(Task):
What do the lines from the one containing "the blue sky." through the end of the entries say? Quote them exactly, and only them.
++++
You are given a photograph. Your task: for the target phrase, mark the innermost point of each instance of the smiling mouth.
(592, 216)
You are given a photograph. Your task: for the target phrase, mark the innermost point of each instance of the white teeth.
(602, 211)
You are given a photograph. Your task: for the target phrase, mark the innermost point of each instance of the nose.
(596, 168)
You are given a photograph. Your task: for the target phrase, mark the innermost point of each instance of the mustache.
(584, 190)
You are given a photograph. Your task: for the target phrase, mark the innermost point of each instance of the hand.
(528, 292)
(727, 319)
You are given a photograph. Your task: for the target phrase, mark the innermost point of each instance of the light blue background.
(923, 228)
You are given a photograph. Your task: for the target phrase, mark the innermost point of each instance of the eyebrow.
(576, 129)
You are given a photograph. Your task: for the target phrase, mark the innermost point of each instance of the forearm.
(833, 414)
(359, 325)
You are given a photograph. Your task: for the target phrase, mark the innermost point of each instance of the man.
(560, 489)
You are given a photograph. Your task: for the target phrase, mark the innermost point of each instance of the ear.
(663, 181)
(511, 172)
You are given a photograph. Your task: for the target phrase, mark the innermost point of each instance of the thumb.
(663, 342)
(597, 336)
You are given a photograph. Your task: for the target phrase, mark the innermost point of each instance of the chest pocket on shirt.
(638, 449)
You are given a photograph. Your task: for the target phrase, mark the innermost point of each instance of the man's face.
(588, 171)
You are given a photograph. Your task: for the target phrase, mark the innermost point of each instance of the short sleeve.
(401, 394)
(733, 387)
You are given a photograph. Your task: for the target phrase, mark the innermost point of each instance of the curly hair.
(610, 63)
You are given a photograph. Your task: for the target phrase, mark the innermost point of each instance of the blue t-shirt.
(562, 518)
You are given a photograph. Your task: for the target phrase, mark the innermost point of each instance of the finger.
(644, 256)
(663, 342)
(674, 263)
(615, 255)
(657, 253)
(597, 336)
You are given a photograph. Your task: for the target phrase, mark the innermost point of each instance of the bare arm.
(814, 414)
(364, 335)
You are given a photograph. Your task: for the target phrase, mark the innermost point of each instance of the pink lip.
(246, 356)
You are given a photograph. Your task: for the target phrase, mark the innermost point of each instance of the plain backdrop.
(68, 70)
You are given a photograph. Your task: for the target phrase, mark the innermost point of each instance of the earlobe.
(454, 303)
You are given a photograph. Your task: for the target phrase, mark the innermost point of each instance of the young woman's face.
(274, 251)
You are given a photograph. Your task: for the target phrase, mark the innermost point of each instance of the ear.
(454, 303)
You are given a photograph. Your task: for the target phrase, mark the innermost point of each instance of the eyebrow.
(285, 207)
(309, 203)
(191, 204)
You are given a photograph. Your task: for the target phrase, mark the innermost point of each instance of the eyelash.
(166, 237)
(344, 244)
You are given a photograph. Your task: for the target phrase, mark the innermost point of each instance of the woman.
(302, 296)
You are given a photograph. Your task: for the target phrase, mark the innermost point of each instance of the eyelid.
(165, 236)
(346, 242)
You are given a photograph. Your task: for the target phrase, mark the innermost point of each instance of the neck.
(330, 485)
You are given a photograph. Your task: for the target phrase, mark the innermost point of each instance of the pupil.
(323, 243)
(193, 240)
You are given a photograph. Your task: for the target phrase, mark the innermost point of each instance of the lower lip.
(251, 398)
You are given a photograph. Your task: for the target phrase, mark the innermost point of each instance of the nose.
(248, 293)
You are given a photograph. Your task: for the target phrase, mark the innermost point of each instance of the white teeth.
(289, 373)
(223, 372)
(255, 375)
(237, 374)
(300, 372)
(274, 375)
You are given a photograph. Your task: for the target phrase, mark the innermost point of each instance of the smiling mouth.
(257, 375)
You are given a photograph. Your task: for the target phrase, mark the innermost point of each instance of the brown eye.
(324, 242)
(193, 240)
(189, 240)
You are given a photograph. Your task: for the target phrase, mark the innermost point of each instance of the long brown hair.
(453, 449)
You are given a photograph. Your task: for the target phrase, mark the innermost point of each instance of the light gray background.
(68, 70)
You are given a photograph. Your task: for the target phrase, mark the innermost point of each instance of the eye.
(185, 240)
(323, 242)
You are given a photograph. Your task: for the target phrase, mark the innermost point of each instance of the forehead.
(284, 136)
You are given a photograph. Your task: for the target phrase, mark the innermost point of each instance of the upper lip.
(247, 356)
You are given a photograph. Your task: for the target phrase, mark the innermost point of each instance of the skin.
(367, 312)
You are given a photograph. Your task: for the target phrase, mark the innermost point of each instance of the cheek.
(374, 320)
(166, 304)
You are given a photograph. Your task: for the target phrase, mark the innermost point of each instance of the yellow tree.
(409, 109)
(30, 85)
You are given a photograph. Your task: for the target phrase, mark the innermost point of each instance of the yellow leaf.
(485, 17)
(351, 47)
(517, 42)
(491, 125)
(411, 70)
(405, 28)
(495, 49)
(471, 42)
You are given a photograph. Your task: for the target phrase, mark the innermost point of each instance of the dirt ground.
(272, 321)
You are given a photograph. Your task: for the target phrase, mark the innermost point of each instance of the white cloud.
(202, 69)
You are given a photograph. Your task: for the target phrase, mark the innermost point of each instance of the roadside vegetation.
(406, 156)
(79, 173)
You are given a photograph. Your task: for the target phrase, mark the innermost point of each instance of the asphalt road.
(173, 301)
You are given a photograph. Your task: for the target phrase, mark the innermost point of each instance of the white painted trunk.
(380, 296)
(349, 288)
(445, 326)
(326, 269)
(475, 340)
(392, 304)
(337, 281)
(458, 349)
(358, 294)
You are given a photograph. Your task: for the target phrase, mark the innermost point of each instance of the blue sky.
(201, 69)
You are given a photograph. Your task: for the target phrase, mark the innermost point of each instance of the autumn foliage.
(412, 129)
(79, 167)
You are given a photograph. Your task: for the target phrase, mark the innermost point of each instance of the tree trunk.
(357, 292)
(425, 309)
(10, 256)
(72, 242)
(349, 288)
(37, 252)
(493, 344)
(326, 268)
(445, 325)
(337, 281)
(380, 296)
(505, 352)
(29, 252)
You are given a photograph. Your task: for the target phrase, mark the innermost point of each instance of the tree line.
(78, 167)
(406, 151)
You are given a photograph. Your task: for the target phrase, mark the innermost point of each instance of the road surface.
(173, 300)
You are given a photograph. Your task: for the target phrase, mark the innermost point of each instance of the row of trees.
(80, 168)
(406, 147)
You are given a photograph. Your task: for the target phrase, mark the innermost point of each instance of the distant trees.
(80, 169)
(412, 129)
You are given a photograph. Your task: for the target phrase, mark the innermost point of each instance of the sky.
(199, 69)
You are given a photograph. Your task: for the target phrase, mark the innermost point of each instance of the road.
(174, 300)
++++
(Written solution):
You are given a photograph. Your task: for the target phrase, mark the innermost point of each instance of the blue sky.
(201, 69)
You are given a photograph. Your task: for the target phrase, mark the innermost point of each instance of the autumn foliage.
(412, 129)
(79, 167)
You are given a photograph. Your task: for the target phrase, mark the innermost point of each instance of the tree trunk.
(357, 292)
(425, 309)
(10, 256)
(72, 242)
(349, 288)
(37, 252)
(493, 344)
(326, 268)
(445, 325)
(337, 281)
(380, 296)
(505, 352)
(29, 252)
You are given a photograph. Your task: for the target phrase, mark the innermost point of each instance of the tree line.
(78, 167)
(406, 151)
You are given a photograph. Your task: for the target phrase, mark the innermost point of each instance of the road surface.
(173, 300)
You are given a photograph. Your task: for the target phrase, mark the innermost point of each instance of the row of trees.
(80, 168)
(406, 147)
You are given a photograph. Your task: for the target phrase, mark the innermost point of each instance of the distant trees.
(80, 169)
(412, 129)
You are given a photograph. Your task: for the target phrase, mark the innermost point of each instance of the sky.
(199, 69)
You are given a photograph. Your task: for the target phrase, mark the innermost point of each instance of the road.
(174, 300)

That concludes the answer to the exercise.